Eprints took this conference as an opportunity to officially launch version 3.0 [8], a major upgrade over previous versions. Les Carr offered a detailed walkthrough of the software, illustrating the various new and improved features such as a more user friendly workflow, built-in LDAP authentication, support for publisher embargo periods, auto-suggest for author name entry and importing metadata from other systems....

Atsuko Takano covered the Chiba University institutional repository and the institutional repository movement in Japan. She introduced the "principle of principled promiscuity" whereby repositories, in order to encourage deposit, welcome everything....

Thursday was wrapped up by a session on Interoperability, where Carl Lagoze presented preliminary ideas about the new OAI-ORE [26] initiative and reported on a recent technical committee meeting. Lagoze introduced the resource-centric ORE as a companion to the metadata-centric OAI and outlined the ORE view of a compound digital object where constituent parts can be re-used and uniquely referenced. Julie Allinson went on to describe some related work in the U.K. to create a lightweight service for facilitating deposit across multiple repositories in a standard way....

The closing plenary session on Friday morning was on e-Science and e-Scholarship and opened with Julie Allinson who introduced a Dublin Core Application Profile for describing scholarly works which had made use of the FRBR application model and the Dublin Core Abstract Model to facilitate the capture of multiple descriptions for different entities. Matthias Razum talked about eSciDoc, a collaborative project between the Max Planck Society and FIZ Karlsruhe to create a scholarly information and communication platform that moves research organisations away from 'information silos' and supports the research process from idea through to completion. To close, C. Lee Giles introduced work on the ChemXSeer portal for the chemistry discipline. The repository will be truly hybrid, integrating scientific literature with experimental and analytical data, and automatically harvested materials with user submitted data.

__Set problem 1__:
In the conference report, repeat word for word the passage from "Eprints took this" up to and including "deposit, welcome everything....".
__Set problem 2__:
Name every presenter mentioned in the conference report, listing each person once.
The items after this point come from a separate source.

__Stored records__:
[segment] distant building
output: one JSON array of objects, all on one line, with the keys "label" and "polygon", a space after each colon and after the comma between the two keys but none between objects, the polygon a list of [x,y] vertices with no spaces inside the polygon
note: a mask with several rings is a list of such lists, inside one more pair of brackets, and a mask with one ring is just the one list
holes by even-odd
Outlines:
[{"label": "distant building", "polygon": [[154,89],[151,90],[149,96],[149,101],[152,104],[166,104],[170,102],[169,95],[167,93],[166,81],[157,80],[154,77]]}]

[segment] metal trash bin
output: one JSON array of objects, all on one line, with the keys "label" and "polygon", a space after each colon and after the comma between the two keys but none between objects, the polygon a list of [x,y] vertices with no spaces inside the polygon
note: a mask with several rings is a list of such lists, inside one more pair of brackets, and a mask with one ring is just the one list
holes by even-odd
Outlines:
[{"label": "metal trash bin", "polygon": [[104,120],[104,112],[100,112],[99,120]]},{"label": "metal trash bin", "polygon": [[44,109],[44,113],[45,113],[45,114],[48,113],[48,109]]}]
--
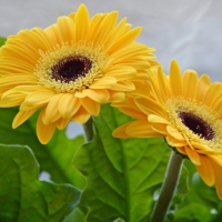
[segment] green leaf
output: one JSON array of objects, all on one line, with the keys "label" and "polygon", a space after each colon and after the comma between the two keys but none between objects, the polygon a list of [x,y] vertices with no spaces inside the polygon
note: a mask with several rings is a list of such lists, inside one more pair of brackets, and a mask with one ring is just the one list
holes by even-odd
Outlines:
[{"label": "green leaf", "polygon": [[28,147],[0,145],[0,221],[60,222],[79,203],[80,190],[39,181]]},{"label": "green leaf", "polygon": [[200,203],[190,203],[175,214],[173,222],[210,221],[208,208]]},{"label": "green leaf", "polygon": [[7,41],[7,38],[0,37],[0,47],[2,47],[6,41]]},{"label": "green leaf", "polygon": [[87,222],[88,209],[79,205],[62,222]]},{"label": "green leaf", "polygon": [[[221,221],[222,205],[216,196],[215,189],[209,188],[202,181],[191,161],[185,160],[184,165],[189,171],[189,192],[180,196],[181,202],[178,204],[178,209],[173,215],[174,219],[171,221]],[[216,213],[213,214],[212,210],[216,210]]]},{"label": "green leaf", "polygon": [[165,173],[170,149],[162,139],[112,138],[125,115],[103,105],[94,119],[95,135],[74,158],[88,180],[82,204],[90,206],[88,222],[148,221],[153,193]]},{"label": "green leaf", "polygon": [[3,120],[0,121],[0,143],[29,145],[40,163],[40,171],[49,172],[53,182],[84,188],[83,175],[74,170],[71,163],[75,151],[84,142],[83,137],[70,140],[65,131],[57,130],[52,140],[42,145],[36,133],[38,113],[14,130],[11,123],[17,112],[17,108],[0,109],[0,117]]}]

__Final result 1__:
Eprints took this conference as an opportunity to officially launch version 3.0 [8], a major upgrade over previous versions. Les Carr offered a detailed walkthrough of the software, illustrating the various new and improved features such as a more user friendly workflow, built-in LDAP authentication, support for publisher embargo periods, auto-suggest for author name entry and importing metadata from other systems....

Atsuko Takano covered the Chiba University institutional repository and the institutional repository movement in Japan. She introduced the "principle of principled promiscuity" whereby repositories, in order to encourage deposit, welcome everything....

__Final result 2__:
Les Carr, Atsuko Takano, Carl Lagoze, Julie Allinson, Matthias Razum, C. Lee Giles